GIVEN EXERCISE: Rewrite the listing below with every "Box every" changed to "Outline every" and nothing else altered. Don't include the picture in your version.

DATA LISTING:
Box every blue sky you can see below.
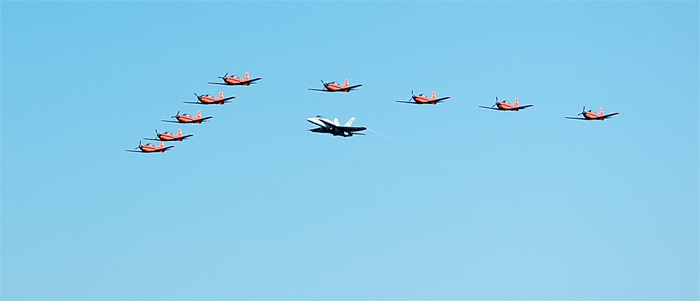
[0,1,700,300]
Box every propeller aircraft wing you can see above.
[513,105,534,110]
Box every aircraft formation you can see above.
[126,72,262,153]
[127,72,620,153]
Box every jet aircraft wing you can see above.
[336,125,367,132]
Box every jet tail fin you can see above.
[345,117,355,126]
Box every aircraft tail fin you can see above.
[345,117,355,126]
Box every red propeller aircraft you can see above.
[126,141,175,153]
[396,90,450,105]
[161,111,214,124]
[207,72,262,86]
[143,129,194,141]
[183,92,236,105]
[479,97,534,111]
[309,79,362,93]
[564,107,620,121]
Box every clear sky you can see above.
[0,1,700,300]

SOLUTION:
Outline every blue sky you can see below.
[0,1,700,300]
Outline every propeller aircraft wing you can see above.
[513,105,534,110]
Outline every aircraft formation you can see above.
[126,72,262,153]
[127,72,620,153]
Outline every jet aircraft wing you can see above.
[336,125,367,132]
Outline every jet tail fin you can see above.
[345,117,355,126]
Outline every aircraft tail fin you can see above.
[345,117,355,126]
Outline every red propeller aircraft you can see above.
[126,141,175,153]
[396,90,450,105]
[161,111,214,124]
[207,72,262,86]
[143,129,194,141]
[183,92,236,105]
[479,97,534,111]
[309,79,362,93]
[564,107,620,121]
Outline every clear sky you can see above.
[0,1,700,300]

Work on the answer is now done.